#### [Short problem]
Find every line in the data below that contains the word "dark" and copy each one.

#### [Entries shown]
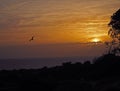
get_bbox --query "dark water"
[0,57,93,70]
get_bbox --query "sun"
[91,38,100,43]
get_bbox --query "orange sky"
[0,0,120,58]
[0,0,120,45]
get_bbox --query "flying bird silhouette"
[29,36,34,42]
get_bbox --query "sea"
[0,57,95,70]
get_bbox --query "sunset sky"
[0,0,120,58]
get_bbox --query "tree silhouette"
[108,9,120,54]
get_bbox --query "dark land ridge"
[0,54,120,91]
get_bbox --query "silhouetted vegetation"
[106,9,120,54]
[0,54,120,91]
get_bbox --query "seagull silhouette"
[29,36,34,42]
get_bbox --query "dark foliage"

...

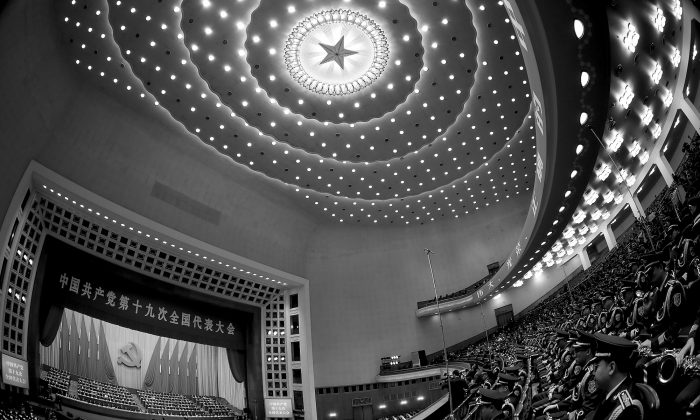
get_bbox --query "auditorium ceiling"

...

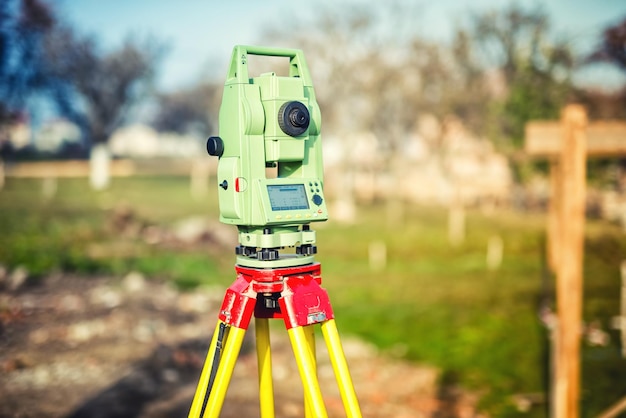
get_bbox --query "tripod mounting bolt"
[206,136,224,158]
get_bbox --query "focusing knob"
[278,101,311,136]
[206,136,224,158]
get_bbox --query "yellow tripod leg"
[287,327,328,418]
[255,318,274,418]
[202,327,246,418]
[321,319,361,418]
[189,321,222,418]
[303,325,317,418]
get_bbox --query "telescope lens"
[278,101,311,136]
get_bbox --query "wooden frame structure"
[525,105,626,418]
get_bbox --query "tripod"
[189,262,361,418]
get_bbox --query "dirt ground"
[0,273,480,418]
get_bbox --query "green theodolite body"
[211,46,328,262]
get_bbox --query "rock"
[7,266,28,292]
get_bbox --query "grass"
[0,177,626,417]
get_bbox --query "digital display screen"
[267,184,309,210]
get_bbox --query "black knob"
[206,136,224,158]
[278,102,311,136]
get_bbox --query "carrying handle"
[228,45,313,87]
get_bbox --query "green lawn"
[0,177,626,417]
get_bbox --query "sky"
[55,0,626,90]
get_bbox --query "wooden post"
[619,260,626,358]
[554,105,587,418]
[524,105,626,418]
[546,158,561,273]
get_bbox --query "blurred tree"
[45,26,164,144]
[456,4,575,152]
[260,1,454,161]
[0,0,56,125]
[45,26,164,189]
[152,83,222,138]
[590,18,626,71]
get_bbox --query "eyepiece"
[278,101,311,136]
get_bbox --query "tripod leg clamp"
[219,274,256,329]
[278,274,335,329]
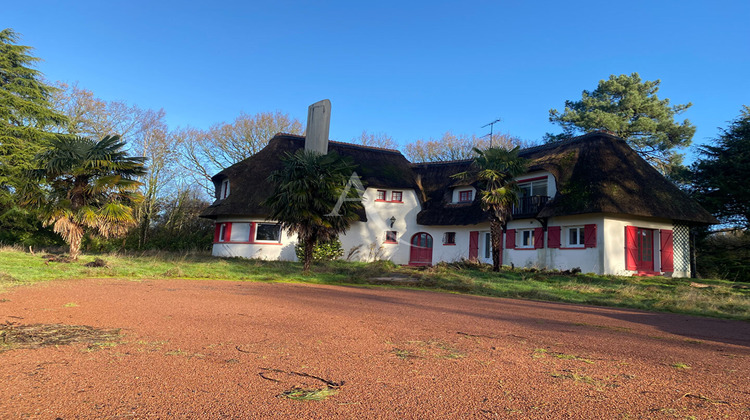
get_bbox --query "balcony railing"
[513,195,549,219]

#### [Output below]
get_bbox --query "dark water"
get_bbox --query "dark land ridge"
get_bbox --query "dark foliage"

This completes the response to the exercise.